[Location identification entries]

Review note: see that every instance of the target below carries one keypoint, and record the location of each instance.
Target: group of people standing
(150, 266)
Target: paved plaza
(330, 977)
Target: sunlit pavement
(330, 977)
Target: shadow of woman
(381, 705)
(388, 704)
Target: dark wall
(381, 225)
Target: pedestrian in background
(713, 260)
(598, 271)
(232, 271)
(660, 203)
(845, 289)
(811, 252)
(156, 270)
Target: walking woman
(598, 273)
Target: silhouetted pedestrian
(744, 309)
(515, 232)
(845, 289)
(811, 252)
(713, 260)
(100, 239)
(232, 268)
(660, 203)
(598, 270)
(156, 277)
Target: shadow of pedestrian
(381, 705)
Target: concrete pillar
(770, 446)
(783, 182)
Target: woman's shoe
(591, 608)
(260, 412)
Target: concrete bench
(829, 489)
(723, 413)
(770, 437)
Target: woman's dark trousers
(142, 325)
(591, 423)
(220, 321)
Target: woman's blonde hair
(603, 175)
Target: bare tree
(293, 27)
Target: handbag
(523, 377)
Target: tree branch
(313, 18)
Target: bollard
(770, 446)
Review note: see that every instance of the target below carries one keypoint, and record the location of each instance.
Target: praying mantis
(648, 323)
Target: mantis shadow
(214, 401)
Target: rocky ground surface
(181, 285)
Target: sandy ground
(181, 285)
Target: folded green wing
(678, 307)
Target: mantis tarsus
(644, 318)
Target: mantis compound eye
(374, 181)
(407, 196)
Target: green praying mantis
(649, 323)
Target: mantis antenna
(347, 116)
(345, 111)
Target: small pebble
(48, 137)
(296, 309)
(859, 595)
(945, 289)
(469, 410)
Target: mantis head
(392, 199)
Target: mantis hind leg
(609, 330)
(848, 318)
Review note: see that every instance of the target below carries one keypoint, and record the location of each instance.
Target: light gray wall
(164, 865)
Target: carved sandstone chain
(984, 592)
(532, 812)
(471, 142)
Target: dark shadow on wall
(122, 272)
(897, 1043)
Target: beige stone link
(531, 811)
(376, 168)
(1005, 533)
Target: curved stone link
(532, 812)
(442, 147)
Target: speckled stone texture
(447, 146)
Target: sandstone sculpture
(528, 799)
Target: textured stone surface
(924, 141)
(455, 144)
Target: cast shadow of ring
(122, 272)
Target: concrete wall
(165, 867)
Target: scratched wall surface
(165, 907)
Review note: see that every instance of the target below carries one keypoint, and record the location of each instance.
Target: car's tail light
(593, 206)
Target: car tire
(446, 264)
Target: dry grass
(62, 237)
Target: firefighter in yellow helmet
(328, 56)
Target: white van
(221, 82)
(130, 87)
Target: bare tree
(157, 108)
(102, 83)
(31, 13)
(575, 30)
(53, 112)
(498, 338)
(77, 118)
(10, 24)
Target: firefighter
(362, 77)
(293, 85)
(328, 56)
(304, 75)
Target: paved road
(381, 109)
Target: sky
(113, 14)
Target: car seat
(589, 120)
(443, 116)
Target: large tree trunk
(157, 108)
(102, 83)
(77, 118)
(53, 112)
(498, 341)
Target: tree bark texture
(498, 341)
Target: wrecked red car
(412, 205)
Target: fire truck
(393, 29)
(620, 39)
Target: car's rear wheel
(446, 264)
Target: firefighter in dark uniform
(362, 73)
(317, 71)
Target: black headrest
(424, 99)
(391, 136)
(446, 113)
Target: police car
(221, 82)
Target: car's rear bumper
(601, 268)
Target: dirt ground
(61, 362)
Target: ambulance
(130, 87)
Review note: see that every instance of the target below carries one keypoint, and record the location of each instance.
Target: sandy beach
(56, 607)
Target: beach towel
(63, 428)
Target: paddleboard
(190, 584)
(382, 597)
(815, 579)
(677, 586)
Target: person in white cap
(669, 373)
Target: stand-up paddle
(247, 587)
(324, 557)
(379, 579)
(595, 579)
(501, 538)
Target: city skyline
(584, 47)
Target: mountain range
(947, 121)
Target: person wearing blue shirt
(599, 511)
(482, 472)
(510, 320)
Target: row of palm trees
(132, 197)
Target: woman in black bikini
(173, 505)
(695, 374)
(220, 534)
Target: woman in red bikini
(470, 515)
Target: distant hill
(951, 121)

**What to work on:** Transcribe the material exactly as it reads.

**Task result:**
Review note: see that every instance of the target below carries one keypoint, and record the location of each instance.
Target: group of people standing
(150, 266)
Target: paved plaza
(330, 977)
Target: sunlit pavement
(330, 977)
Target: shadow of woman
(381, 705)
(388, 704)
Target: dark wall
(381, 225)
Target: pedestrian in background
(713, 260)
(598, 271)
(232, 271)
(660, 203)
(845, 289)
(811, 252)
(156, 270)
Target: walking woman
(598, 273)
Target: silhouetted pedestrian
(744, 309)
(515, 232)
(845, 289)
(811, 252)
(713, 260)
(100, 239)
(232, 268)
(660, 203)
(598, 270)
(156, 277)
Target: shadow of pedestrian
(381, 705)
Target: concrete pillar
(770, 446)
(783, 182)
Target: woman's shoe
(591, 608)
(260, 412)
Target: concrete bench
(829, 489)
(723, 413)
(770, 437)
Target: woman's dark trousers
(142, 325)
(591, 423)
(220, 321)
Target: woman's blonde hair
(603, 175)
Target: bare tree
(293, 27)
Target: handbag
(523, 377)
Target: tree branch
(313, 18)
Target: bollard
(770, 446)
Review note: see that every instance of the target below carries one keypoint, and record the location of each instance.
Target: praying mantis
(648, 323)
Target: mantis shadow
(214, 401)
Target: rocky ground surface
(181, 285)
Target: sandy ground
(181, 285)
Target: folded green wing
(678, 307)
Target: mantis tarsus
(644, 318)
Target: mantis compound eye
(374, 181)
(407, 196)
Target: green praying mantis
(649, 323)
Target: mantis antenna
(347, 116)
(345, 111)
Target: small pebble
(48, 137)
(296, 309)
(859, 595)
(945, 289)
(469, 410)
Target: mantis head
(392, 199)
Target: mantis hind leg
(609, 330)
(848, 318)
Review note: see that every instance of the target below carries one keypoint, and record the location of each instance.
Target: light gray wall
(164, 865)
Target: carved sandstone chain
(984, 592)
(532, 812)
(471, 142)
Target: dark shadow on wall
(122, 272)
(897, 1043)
Target: beige stone link
(531, 811)
(376, 168)
(1005, 533)
Target: curved stone link
(532, 812)
(442, 147)
Target: speckled stone texture
(447, 146)
Target: sandstone sculpture
(528, 799)
Target: textured stone surface
(924, 141)
(455, 144)
Target: cast shadow of ring
(122, 272)
Target: concrete wall
(165, 867)
Target: scratched wall surface
(165, 907)
Review note: see that every instance of the target below carries one keypoint, and record the location of each instance.
Target: car's tail light
(593, 206)
Target: car tire
(446, 264)
Target: dry grass
(62, 237)
Target: firefighter in yellow helmet
(328, 56)
Target: white van
(221, 82)
(130, 87)
Target: bare tree
(157, 108)
(102, 83)
(31, 13)
(575, 30)
(53, 112)
(498, 338)
(77, 118)
(10, 24)
Target: firefighter
(362, 77)
(293, 85)
(328, 56)
(304, 75)
Target: paved road
(381, 109)
Target: sky
(113, 14)
Target: car seat
(589, 120)
(443, 116)
Target: large tree trunk
(157, 108)
(102, 83)
(77, 118)
(53, 112)
(498, 341)
Target: tree bark texture
(498, 341)
Target: wrecked red car
(412, 205)
Target: fire truck
(393, 29)
(620, 39)
Target: car's rear wheel
(446, 264)
Target: firefighter in dark uniform
(362, 73)
(317, 71)
Target: black headrest
(424, 99)
(391, 136)
(446, 113)
Target: police car
(221, 82)
Target: car's rear bumper
(601, 268)
Target: dirt ground
(61, 362)
Target: ambulance
(130, 87)
Review note: see that every instance of the target below carries one keypoint, and record the location of each instance.
Target: sandy beach
(56, 607)
Target: beach towel
(63, 428)
Target: paddleboard
(190, 584)
(382, 597)
(815, 579)
(677, 586)
Target: person in white cap
(669, 373)
Target: stand-up paddle
(247, 587)
(324, 557)
(379, 579)
(595, 579)
(501, 538)
Target: city skyline
(584, 47)
Target: mountain range
(947, 121)
Target: person wearing blue shirt
(599, 511)
(482, 472)
(510, 320)
Target: row of palm trees
(132, 197)
Target: woman in black bikini
(173, 505)
(695, 374)
(220, 534)
Target: woman in red bikini
(470, 515)
Target: distant hill
(951, 121)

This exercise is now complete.